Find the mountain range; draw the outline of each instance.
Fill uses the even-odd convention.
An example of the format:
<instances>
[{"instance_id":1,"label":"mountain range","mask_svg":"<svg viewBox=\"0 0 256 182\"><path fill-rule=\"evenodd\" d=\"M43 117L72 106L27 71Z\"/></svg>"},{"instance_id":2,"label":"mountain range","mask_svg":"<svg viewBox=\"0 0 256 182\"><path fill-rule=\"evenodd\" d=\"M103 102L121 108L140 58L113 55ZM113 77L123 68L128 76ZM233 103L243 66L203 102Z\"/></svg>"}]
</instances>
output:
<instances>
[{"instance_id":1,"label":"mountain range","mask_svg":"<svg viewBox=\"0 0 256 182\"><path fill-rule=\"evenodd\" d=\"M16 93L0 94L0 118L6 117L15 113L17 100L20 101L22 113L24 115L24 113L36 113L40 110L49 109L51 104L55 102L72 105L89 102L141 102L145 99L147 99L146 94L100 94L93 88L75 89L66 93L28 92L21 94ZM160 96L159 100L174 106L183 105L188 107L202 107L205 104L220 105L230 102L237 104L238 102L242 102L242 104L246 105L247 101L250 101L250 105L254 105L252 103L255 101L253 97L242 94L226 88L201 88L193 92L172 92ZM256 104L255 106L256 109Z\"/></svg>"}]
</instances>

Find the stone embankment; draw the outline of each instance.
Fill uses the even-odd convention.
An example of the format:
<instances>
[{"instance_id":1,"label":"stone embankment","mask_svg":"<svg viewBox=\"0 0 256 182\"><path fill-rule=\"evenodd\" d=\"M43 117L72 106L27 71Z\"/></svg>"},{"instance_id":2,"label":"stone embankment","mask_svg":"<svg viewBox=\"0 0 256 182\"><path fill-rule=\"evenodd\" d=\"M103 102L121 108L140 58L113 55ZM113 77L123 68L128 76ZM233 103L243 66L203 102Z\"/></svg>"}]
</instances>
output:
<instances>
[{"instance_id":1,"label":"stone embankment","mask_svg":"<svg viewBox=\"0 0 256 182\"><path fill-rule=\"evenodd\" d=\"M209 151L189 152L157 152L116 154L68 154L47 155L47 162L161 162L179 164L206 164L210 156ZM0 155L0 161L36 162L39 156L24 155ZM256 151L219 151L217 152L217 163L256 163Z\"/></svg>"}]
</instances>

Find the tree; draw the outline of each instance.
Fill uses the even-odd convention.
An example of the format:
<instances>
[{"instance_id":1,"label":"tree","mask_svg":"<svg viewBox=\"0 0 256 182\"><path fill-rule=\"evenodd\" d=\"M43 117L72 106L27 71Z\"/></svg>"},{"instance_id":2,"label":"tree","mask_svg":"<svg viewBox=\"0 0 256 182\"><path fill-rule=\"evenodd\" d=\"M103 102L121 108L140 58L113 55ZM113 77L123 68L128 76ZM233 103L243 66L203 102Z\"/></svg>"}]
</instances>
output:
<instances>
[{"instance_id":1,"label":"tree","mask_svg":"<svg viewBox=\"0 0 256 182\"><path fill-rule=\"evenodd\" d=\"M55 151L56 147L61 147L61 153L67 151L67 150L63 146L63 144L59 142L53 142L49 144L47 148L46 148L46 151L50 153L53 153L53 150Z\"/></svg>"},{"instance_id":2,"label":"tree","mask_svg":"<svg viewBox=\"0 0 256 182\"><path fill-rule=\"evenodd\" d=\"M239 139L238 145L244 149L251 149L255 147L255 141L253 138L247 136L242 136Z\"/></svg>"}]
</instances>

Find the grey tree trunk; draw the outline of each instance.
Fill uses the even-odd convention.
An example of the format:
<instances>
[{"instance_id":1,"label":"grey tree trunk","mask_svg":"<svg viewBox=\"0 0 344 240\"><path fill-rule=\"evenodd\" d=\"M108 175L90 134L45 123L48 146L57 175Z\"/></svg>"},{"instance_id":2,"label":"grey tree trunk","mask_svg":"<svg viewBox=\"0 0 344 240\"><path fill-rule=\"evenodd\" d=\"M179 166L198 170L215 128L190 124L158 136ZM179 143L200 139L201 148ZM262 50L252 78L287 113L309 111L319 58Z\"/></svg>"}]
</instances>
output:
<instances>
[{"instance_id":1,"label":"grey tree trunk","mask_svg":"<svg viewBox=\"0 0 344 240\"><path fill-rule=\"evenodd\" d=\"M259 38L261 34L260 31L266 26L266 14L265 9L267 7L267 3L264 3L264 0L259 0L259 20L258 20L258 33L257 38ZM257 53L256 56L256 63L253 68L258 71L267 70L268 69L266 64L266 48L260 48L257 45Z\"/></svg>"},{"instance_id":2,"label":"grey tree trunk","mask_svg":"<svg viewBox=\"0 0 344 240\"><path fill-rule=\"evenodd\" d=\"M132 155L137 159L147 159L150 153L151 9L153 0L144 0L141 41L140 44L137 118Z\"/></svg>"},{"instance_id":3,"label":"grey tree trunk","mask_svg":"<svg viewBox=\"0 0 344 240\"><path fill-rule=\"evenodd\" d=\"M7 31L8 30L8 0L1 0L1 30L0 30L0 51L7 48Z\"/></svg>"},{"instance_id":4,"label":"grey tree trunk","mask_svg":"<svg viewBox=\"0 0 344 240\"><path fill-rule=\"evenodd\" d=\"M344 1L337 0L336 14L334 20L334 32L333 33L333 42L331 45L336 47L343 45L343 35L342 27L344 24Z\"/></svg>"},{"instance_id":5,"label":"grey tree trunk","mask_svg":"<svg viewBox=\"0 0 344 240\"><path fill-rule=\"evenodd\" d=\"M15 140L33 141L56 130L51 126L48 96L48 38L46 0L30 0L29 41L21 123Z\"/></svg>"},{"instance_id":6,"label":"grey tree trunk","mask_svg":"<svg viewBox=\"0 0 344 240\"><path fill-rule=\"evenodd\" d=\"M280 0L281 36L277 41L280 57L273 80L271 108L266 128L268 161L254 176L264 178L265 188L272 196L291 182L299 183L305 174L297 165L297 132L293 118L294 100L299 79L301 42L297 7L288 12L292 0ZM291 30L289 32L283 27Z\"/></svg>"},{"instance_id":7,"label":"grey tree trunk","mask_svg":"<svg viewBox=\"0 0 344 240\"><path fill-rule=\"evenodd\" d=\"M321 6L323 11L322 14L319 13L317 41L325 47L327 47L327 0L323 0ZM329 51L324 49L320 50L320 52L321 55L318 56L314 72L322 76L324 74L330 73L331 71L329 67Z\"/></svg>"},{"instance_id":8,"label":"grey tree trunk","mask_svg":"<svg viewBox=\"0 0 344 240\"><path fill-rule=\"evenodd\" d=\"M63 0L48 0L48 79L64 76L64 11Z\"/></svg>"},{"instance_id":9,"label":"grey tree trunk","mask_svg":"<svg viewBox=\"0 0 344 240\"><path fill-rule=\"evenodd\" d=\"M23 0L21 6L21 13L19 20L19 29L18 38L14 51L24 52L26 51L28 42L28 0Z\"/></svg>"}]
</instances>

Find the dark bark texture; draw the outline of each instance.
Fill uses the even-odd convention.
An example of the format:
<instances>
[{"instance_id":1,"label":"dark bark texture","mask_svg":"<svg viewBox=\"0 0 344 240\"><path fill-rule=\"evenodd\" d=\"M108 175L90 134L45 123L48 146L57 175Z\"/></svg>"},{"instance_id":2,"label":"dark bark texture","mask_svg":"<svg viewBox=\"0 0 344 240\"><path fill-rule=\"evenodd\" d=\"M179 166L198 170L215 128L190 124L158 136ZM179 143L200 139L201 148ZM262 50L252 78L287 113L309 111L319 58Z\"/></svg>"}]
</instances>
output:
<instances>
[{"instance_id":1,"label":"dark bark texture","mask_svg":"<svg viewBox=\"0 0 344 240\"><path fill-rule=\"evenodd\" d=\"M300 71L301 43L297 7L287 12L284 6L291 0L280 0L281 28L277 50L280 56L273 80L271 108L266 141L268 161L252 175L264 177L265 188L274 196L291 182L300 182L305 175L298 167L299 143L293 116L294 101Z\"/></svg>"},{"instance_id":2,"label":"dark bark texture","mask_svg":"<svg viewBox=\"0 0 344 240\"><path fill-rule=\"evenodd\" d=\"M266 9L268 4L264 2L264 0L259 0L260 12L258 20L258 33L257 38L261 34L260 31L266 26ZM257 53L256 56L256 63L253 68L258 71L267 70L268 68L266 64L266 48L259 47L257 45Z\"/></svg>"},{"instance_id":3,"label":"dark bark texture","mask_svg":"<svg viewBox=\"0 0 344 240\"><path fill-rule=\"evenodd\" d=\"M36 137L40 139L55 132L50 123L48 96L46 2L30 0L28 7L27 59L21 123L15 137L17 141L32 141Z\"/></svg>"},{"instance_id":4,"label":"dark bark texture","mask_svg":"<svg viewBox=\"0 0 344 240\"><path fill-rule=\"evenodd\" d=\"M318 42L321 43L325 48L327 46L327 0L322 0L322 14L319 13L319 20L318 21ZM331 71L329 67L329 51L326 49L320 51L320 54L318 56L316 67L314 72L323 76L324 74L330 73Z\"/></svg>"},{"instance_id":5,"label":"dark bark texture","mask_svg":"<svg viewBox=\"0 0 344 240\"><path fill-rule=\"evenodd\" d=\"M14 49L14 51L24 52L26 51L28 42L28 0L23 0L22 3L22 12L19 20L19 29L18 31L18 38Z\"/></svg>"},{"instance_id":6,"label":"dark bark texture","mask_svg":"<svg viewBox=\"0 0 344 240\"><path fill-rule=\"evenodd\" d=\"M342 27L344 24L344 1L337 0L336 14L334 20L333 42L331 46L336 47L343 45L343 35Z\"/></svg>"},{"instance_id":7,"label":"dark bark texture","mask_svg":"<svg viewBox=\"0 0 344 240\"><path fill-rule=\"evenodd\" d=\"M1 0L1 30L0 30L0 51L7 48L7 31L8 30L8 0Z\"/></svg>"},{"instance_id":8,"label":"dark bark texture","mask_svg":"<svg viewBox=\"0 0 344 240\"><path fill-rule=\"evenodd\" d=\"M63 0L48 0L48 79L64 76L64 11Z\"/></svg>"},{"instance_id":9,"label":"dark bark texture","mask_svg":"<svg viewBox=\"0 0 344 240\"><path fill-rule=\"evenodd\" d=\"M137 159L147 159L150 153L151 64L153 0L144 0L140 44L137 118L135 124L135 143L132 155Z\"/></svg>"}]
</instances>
·····
> EXERCISE TASK: Pick out and copy each line in the records above that contains the string "range". Matching is case-sensitive.

> ANSWER TO THIS EXERCISE:
Find the mountain range; draw the outline of each instance.
[{"instance_id":1,"label":"mountain range","mask_svg":"<svg viewBox=\"0 0 256 182\"><path fill-rule=\"evenodd\" d=\"M43 117L72 106L27 71Z\"/></svg>"},{"instance_id":2,"label":"mountain range","mask_svg":"<svg viewBox=\"0 0 256 182\"><path fill-rule=\"evenodd\" d=\"M103 102L121 108L140 58L113 55ZM113 77L123 68L128 76ZM233 103L243 66L203 102Z\"/></svg>"}]
[{"instance_id":1,"label":"mountain range","mask_svg":"<svg viewBox=\"0 0 256 182\"><path fill-rule=\"evenodd\" d=\"M16 93L0 94L0 118L6 117L15 113L17 100L20 101L22 113L24 115L24 113L36 113L40 110L49 109L51 104L55 102L72 105L89 102L141 102L145 99L147 99L146 94L100 94L93 88L75 89L66 93L28 92L21 94ZM160 96L159 100L174 106L183 105L188 107L202 107L205 104L220 105L230 102L237 104L238 102L242 102L242 104L246 105L247 101L250 101L250 105L254 105L252 103L255 101L253 97L242 94L226 88L201 88L193 92L172 92ZM256 104L255 106L256 109Z\"/></svg>"}]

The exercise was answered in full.